= TEXTE DE L'EXERCICE =
++++++++++++++++++++

La pluie persistante obligeant à une prise de vue en studio, se posait la question du sujet-test à enregistrer. En un tournemain, M. Aviet --que d'aucuns avaient discrètement dénoncé comme étant un maître ès-éclairages-- nous équipa d'une robuste table lumineuse et de diverses sources tungstène.
Restait le choix du sujet. Personnellement, l'idée de déguiser Henri Peyre en Chanoine Kir pour un portrait à la chambre rendu sur cyanotype me semblait opportune ; en particulier la combinaison d'une Tri-X en 4"x5", derrière une Sinar P2 équipé d'un Apo-Symmar, et pour un cyanotype final, rendrait-elle justice à la fine texture du béret de laine et aux complexes surplis du célèbre chanoine-maire de Dijon ? L'autre idée que je gardai pour moi aurait été une étude de rendu en camaïeu de bleus de Prusse de la gamme complète des Moutardes locales ; j'y renoncai car on m'aurait peut-être accusé d'être par trop lié avec quelque syndicat interprofessionnel des condiments bourguignons.

++++++++++++++++++++

= EXTRAITS DE LISTE =

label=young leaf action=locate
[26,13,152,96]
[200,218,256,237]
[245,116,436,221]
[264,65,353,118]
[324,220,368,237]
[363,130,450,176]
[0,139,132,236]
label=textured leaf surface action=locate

++++++++++++++++++++

= TRAVAIL À FAIRE =
a. Dans le texte sur la prise de vue en studio, qu'est-ce qui a obligé à travailler en studio ?
b. Poursuivez le texte sur la prise de vue en studio à partir de sa dernière phrase.
Vous n'aurez pas besoin de la liste.

= RÉPONSES AUX CONSIGNES =
a. La pluie persistante.

b.
Le sujet choisi fut donc une autre spécialité bourguignonne : les bouteilles de verre vides élégamment disposées sur leur table dépolie. Je m'empresse d'ajouter que ces bouteilles étaient dèjà vides au début de la séance (je sais comme nos lectrices et lecteurs sont prompts à ironiser). Je précise donc que les seuls litres (officiellement) vidés pendant ces deux jours se composaient des liquides suivants :
solution A : citrate de fer ammoniacal 20 gr, eau Q.S.P 100 ml
solution B : ferricyanure de K. 16 grs, eau Q.S.P. 100ml plus 10 à 60 gouttes de bichromate à 1%.
Acide chlorhydrique à 10% (pas plus acide que le "coca", avec le sucre en moins)
Développement supports intermédiaires pour ceux qui refusent encore le 20x25 à la prise de vue : HC-110 dilution 1+19 (inter-positif) et 1+10 (négatif final).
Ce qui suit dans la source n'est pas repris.